What needs to be done:
Reduce the material below to its lines containing "plate".

=-=-=-=-=

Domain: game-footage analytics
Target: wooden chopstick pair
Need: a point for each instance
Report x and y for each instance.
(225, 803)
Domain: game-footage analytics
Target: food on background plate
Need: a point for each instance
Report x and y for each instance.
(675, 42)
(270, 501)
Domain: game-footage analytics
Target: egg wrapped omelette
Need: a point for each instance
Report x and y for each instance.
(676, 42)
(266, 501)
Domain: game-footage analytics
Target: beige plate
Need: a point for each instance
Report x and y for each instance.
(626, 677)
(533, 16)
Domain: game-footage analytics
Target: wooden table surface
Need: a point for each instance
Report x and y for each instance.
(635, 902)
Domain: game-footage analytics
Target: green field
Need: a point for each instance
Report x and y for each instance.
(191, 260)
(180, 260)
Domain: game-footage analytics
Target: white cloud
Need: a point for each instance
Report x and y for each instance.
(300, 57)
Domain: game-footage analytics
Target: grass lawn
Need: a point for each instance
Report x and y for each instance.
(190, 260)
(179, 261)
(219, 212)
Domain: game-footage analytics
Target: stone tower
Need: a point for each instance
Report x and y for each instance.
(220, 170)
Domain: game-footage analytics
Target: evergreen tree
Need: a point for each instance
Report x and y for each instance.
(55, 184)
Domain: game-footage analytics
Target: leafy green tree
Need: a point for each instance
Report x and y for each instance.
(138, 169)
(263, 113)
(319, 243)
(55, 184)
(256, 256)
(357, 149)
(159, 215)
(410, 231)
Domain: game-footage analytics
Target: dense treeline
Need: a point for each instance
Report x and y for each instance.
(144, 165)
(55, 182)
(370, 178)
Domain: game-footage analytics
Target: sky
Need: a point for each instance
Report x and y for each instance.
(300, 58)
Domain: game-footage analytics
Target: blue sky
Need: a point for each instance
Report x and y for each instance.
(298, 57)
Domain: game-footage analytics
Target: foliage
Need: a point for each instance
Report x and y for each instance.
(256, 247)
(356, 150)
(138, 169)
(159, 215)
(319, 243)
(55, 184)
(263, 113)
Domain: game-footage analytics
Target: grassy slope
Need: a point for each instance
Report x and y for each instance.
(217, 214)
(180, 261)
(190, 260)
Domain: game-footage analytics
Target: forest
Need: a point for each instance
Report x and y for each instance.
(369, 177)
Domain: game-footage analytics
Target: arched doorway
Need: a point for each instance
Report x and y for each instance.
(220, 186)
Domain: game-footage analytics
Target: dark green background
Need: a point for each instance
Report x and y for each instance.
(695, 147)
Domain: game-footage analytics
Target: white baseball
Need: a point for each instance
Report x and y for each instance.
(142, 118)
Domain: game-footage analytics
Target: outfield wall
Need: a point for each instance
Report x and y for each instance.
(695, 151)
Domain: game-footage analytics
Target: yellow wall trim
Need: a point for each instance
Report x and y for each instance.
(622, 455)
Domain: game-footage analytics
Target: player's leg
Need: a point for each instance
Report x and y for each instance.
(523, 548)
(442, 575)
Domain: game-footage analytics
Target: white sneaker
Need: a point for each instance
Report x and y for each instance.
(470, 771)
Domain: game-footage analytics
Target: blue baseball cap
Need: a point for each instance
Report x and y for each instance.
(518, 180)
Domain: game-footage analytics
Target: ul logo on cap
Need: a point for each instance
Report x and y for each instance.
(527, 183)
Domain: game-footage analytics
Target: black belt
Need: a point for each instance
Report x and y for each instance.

=-=-=-=-=

Output of the task:
Target: food on background plate
Target: beige plate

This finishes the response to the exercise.